Given data:
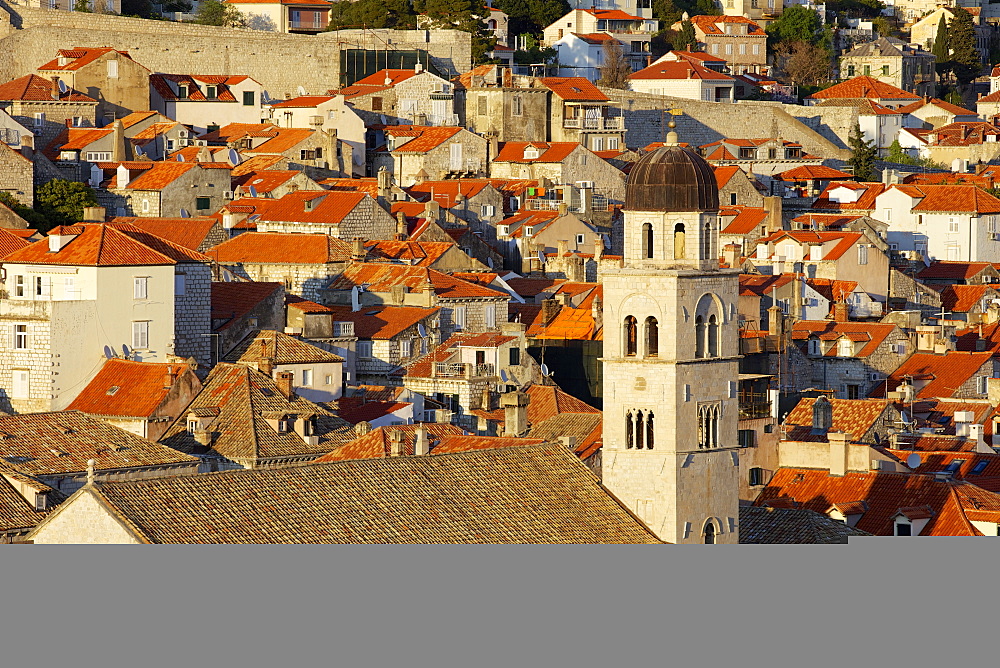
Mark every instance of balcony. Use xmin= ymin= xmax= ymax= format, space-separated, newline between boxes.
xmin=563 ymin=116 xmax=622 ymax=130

...

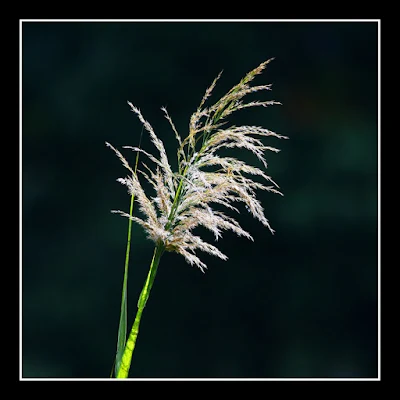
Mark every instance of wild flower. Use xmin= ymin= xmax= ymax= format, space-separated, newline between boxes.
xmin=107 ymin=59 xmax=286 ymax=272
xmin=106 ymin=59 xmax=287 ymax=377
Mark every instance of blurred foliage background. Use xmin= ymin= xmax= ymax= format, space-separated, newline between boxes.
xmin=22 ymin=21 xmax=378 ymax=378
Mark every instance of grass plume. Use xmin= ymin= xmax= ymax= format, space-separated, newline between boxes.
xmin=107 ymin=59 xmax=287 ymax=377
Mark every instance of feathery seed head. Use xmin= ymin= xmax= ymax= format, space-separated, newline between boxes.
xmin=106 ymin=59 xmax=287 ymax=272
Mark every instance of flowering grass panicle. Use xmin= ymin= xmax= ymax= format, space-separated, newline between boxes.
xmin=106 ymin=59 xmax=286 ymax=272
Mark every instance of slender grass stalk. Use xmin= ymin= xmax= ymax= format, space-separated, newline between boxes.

Exercise prompt: Rewrite as a numbered list the lines starting with the one containing "Mark every instance of flowering" and going on through the one containing "Mark every instance of slender", both included, with blank lines omitted.

Solution to this task:
1. Mark every instance of flowering grass panicle. Use xmin= ymin= xmax= ymax= format, space-separated, newline between boxes.
2. xmin=106 ymin=59 xmax=286 ymax=272
3. Mark every instance of slender grass stalk. Use xmin= ymin= xmax= ymax= format, space-separated, newline between boxes.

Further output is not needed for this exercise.